SET TASK:
Copy the stretch from the line containing "Where can the booth" through the end of the listing, swapping "booth roof" for "kiosk canopy" and leaving everything else unchanged.

WORKING DATA:
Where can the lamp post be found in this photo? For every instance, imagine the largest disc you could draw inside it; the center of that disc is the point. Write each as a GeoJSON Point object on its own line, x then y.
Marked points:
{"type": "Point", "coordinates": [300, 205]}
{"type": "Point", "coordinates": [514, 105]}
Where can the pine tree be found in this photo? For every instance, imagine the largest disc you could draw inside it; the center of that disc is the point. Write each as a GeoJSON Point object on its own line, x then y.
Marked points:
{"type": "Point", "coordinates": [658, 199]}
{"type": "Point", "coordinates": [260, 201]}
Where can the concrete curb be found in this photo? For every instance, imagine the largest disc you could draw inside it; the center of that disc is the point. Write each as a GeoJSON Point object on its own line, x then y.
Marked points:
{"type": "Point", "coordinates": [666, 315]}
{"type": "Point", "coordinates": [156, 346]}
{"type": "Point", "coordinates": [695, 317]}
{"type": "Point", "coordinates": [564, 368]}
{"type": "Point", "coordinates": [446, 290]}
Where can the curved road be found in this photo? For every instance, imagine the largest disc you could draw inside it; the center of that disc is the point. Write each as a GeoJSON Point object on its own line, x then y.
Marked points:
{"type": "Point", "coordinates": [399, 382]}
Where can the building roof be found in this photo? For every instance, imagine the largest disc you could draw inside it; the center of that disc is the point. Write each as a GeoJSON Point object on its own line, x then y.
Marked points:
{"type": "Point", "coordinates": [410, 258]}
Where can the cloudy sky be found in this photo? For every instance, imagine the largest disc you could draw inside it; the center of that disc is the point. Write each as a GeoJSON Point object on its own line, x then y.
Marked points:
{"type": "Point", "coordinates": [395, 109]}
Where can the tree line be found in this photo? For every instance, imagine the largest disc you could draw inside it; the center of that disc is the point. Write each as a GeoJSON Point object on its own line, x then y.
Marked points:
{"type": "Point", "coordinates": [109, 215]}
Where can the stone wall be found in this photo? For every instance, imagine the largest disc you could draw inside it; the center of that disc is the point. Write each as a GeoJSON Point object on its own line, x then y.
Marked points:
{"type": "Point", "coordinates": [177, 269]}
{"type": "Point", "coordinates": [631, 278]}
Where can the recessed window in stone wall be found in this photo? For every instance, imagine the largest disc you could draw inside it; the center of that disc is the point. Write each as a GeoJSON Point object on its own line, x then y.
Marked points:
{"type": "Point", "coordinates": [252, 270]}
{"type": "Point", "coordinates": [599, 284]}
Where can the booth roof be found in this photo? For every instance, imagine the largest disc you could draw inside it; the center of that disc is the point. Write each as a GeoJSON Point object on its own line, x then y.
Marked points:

SOLUTION TO THE EXERCISE:
Where can the kiosk canopy be found in this photo? For every instance, imagine the largest disc you could draw inside it; the center of that disc is the point. Write each as a GeoJSON Point object on its own line, x then y.
Marked points:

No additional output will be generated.